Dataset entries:

━━━━━━━━

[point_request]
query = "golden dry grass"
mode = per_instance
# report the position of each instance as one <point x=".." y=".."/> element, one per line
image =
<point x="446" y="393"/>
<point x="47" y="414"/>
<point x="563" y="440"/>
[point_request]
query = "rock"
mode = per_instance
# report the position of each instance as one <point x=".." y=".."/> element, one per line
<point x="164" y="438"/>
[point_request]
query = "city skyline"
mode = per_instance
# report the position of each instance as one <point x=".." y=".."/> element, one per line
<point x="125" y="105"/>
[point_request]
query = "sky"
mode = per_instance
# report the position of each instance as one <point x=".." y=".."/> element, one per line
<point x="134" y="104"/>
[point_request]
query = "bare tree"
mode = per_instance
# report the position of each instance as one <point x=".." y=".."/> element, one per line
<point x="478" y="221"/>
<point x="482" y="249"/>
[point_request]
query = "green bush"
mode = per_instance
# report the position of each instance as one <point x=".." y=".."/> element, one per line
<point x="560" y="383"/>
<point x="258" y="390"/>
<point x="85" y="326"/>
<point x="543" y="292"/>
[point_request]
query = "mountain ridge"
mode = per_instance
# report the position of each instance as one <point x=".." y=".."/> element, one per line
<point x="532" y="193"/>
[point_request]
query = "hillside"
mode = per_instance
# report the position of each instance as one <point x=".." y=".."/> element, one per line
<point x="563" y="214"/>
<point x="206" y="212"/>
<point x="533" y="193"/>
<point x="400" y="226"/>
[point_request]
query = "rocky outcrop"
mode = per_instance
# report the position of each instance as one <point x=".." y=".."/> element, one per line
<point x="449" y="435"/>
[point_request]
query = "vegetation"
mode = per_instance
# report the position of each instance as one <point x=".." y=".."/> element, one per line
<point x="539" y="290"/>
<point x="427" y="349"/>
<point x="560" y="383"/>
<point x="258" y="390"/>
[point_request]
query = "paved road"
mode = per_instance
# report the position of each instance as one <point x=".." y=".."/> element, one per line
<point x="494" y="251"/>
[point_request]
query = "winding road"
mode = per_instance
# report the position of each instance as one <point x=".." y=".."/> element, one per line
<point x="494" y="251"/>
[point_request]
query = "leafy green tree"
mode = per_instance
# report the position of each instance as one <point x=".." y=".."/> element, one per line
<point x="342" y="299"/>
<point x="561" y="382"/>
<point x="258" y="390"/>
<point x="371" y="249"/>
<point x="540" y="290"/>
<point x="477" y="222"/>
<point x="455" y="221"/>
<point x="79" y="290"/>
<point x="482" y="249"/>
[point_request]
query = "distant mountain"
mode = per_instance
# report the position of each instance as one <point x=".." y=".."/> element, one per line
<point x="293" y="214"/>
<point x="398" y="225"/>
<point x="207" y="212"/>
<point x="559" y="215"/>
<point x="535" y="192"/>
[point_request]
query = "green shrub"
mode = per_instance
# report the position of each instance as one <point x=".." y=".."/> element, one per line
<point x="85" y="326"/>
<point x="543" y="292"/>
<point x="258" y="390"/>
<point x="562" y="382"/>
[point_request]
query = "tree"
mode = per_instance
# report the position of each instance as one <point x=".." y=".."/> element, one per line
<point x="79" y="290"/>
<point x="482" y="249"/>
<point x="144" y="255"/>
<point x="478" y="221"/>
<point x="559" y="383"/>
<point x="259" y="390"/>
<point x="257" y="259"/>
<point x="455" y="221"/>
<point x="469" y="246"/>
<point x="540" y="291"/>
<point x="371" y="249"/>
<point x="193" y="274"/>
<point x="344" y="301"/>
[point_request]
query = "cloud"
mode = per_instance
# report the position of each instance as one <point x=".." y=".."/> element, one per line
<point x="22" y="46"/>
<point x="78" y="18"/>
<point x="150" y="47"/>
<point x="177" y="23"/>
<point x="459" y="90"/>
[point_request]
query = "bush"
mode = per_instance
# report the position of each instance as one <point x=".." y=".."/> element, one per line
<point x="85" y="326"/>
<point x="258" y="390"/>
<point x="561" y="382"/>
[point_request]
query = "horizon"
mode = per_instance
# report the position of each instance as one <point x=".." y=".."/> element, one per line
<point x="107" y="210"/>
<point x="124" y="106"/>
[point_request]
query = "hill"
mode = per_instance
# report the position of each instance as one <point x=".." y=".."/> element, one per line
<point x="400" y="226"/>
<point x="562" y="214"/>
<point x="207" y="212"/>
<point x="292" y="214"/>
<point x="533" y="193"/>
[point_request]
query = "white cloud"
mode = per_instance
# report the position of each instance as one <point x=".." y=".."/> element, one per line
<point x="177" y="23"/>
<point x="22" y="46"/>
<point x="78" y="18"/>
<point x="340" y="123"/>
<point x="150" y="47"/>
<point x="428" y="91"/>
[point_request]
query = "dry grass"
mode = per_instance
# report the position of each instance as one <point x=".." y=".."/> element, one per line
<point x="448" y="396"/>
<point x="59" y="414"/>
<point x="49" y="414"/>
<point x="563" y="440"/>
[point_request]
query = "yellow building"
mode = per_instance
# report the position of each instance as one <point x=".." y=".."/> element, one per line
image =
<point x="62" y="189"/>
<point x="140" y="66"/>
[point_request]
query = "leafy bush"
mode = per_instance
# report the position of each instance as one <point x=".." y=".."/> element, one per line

━━━━━━━━

# [Task details]
Whenever a line in the entries holds the word "mountain", copy that line.

# [Answer to the exercise]
query = "mountain ridge"
query = "distant mountain"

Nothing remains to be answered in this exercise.